# Dwarf spectacled caiman



## MattBailyes (Jul 20, 2011)

Does anyone know where these can be purchased from and how much would they cost?


----------



## Razorscale (Feb 22, 2010)

Hi Matt,

I don't believe spectacled caiman would be considered a dwarf, unless you mean a cuviers or schnieders dwarf?


----------



## MattBailyes (Jul 20, 2011)

Razorscale said:


> Hi Matt,
> 
> I don't believe spectacled caiman would be considered a dwarf, unless you mean a cuviers or schnieders dwarf?


Sorry, I meant the cuvier's dwarf caiman


----------



## Herpalist (Jun 17, 2009)

Seemingly Cuviers Dwarf Caimen are now banned from import since June of this year. There are some in the UK for sale but they are supposedly looking £900 + to buy.


----------



## invertbreeder (Oct 13, 2011)

I've seen these before over here, I think but I'm not 100% on this, that Pilbara Reptiles may have at some point had these in, maybe see if they can get?


----------



## sharpstrain (May 24, 2008)

invertbreeder said:


> I've seen these before over here, I think but I'm not 100% on this, that Pilbara Reptiles may have at some point had these in, maybe see if they can get?



Pilbara Reptiles no longer exist


----------

REQUIRED ACTIONS:
(A) In the forum thread on dwarf caimans, what price are the Cuvier's dwarf caimans for sale in the UK reportedly fetching?
(B) Reproduce the passage of the forum thread on dwarf caimans from "## invertbreeder (Oct" up to and including "(May 24, 2008)", without alteration.

SOURCE EXCERPT:
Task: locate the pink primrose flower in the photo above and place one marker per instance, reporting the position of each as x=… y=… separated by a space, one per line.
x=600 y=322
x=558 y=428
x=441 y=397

ANSWERS TO EACH TASK:
(A) £900 or more.

(B)
## invertbreeder (Oct 13, 2011)

I've seen these before over here, I think but I'm not 100% on this, that Pilbara Reptiles may have at some point had these in, maybe see if they can get?


----------



## sharpstrain (May 24, 2008)